◆ Stored data entries
───

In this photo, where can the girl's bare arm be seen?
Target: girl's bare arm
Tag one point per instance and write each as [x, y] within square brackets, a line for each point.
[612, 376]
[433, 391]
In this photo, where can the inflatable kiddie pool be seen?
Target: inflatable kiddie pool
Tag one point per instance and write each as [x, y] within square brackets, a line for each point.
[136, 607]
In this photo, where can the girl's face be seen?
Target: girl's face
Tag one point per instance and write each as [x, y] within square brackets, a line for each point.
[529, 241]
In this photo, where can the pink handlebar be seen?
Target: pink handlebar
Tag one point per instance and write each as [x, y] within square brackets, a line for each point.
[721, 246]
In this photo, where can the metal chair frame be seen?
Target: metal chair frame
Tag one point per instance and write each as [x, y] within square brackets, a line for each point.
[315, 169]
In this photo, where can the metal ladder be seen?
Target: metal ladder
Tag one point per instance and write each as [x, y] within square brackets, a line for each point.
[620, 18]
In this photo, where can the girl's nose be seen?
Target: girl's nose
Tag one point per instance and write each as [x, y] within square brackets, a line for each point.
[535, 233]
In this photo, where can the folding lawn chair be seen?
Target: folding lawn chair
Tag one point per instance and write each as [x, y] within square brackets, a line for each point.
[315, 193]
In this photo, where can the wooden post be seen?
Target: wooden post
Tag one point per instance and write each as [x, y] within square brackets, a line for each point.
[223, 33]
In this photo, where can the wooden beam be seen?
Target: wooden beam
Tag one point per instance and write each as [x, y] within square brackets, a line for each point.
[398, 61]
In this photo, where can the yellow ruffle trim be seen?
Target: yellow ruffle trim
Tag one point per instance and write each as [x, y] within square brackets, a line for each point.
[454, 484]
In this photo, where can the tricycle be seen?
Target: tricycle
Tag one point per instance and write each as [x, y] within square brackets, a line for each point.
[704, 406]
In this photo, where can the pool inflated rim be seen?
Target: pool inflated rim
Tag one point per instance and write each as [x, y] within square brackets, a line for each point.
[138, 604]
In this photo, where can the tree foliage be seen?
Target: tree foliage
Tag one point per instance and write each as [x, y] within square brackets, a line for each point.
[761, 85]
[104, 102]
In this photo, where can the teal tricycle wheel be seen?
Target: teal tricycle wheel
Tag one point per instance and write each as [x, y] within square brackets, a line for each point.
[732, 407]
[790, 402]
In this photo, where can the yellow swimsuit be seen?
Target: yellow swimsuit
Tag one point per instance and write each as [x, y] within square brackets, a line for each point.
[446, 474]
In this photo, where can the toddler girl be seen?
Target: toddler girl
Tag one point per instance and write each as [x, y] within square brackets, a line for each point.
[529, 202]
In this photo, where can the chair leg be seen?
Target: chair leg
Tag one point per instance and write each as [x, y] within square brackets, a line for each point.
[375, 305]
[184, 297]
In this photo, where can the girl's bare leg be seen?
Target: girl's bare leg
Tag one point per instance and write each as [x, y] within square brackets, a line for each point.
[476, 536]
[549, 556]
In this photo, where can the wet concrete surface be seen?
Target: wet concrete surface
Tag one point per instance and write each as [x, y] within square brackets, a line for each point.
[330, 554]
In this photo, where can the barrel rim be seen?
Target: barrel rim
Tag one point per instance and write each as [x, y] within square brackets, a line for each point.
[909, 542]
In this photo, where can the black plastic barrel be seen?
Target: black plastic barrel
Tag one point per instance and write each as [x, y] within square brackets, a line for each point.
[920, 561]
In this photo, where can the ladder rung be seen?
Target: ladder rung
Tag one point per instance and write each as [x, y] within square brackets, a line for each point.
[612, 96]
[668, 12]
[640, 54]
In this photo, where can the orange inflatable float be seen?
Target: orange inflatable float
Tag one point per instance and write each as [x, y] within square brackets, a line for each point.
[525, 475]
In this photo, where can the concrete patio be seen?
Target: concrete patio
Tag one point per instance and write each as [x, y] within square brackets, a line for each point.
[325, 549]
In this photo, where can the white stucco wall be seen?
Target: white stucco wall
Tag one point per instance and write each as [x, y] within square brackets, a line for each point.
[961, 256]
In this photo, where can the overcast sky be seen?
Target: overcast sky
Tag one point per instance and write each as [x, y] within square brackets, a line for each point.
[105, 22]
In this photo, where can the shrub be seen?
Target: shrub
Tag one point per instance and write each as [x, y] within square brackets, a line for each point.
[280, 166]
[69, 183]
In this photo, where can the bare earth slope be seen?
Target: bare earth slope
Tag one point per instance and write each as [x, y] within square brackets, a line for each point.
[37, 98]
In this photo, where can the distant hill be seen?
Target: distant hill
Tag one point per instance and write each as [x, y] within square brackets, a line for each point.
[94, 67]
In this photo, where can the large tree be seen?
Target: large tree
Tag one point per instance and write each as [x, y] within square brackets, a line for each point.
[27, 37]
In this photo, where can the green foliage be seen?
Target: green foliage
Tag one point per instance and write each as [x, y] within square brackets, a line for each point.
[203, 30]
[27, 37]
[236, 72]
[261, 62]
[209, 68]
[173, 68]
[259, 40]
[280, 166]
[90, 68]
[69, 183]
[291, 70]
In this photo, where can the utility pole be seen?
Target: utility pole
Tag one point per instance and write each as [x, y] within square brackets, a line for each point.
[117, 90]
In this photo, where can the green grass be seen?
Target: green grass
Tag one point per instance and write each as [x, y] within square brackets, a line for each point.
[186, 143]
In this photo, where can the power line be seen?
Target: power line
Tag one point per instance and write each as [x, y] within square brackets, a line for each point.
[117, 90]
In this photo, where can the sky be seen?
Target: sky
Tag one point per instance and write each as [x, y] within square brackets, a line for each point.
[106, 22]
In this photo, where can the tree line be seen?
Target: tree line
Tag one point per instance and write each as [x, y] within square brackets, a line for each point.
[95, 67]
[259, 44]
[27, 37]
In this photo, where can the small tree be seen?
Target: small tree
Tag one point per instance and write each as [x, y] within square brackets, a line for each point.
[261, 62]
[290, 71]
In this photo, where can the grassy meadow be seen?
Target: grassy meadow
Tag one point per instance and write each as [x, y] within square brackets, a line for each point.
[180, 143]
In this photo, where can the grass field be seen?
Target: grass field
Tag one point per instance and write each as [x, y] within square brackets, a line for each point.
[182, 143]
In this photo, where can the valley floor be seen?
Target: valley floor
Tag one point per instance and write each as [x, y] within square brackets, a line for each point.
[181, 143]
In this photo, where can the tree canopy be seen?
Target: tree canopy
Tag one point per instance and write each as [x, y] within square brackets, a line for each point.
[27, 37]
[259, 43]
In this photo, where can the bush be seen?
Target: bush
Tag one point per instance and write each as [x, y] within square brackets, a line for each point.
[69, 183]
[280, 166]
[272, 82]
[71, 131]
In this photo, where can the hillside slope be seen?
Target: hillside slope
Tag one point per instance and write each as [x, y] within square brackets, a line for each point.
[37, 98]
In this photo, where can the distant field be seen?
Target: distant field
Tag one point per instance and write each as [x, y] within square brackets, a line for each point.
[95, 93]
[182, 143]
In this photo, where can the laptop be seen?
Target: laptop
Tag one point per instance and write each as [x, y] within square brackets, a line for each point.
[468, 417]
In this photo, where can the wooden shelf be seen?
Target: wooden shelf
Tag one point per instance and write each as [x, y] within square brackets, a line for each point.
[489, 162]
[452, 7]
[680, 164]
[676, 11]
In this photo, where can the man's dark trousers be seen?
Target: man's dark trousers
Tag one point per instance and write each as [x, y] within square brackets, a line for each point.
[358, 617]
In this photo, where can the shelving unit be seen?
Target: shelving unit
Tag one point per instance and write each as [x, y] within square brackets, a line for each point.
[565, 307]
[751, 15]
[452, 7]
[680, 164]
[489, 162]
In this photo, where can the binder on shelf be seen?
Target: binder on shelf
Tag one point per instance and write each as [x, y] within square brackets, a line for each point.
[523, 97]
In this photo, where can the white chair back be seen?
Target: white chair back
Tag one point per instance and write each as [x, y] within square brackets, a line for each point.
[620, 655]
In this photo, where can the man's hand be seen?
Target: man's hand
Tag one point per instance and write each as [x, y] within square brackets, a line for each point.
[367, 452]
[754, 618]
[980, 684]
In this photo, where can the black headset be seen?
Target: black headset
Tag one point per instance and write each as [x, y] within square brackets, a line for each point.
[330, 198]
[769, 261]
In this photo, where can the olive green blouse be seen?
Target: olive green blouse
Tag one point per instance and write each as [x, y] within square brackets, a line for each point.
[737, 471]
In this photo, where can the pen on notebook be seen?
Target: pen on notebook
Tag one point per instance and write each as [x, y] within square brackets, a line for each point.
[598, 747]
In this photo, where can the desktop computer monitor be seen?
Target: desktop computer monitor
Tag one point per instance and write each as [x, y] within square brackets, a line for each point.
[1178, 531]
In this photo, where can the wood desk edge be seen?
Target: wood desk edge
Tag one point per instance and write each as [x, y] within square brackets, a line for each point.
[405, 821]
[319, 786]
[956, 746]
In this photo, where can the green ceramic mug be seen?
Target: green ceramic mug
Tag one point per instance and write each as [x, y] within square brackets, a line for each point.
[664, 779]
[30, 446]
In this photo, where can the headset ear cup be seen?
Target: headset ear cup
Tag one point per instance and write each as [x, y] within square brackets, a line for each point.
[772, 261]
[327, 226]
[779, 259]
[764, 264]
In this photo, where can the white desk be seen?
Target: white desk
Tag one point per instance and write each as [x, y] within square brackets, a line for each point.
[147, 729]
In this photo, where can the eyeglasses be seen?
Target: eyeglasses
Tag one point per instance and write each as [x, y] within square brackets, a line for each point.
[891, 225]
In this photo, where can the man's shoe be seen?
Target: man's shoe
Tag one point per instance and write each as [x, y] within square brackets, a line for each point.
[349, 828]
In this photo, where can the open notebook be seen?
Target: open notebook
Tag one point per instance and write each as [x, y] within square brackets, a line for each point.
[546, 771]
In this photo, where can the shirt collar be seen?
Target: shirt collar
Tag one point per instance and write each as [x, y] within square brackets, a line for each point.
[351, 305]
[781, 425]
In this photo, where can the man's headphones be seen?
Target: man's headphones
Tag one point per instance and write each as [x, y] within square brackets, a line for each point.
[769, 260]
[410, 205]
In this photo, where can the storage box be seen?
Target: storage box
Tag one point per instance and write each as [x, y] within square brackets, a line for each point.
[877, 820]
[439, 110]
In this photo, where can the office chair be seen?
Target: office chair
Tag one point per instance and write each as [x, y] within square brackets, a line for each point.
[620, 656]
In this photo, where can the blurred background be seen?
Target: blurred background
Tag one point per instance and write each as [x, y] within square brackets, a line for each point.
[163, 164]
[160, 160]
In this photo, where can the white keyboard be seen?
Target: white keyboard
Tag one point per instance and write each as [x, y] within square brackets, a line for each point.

───

Everything from the line that contains "In this photo, where can the eyeglasses" through the end of the records must be duplicated exactly, and nothing outside that range.

In this photo, where can the eyeglasses be seen?
Target: eyeglasses
Tag one point per instance and write each as [x, y] within square brackets, a line for each point.
[891, 225]
In this photo, where can the man's shoe be seen?
Target: man's shoe
Tag one point per instance and write each as [x, y] within square brackets, a line for each point.
[349, 828]
In this photo, where can the open notebook be seen?
Target: open notebook
Tag one point per instance and write each as [x, y] within square brackets, a line for each point.
[546, 771]
In this photo, where can the shirt collar be seen?
Target: shirt collar
Tag one point per instance and write each as [x, y] within square brackets, a line for each point.
[351, 305]
[781, 425]
In this photo, where can the man's headphones be seen?
Target: man's headphones
Tag one point per instance and write each as [x, y] within square brackets, a line for each point.
[769, 260]
[410, 205]
In this photo, where can the storage box be seen?
Target: storage box
Tag one point per instance and write each as [x, y] within square brackets, a line for each point.
[877, 820]
[439, 110]
In this photo, where can the office chair be seen?
Target: office chair
Tag one point per instance and write each as [x, y] within square brackets, a line for each point.
[620, 656]
In this photo, where can the blurred background be seen?
Target: blurred background
Tag one point per instance and write each as [x, y] within square brackets, a line for each point.
[163, 164]
[160, 160]
In this photo, where can the white keyboard be seen?
Target: white keyboard
Tag one point per instance and write each as [x, y] within square brackets, a line for each point.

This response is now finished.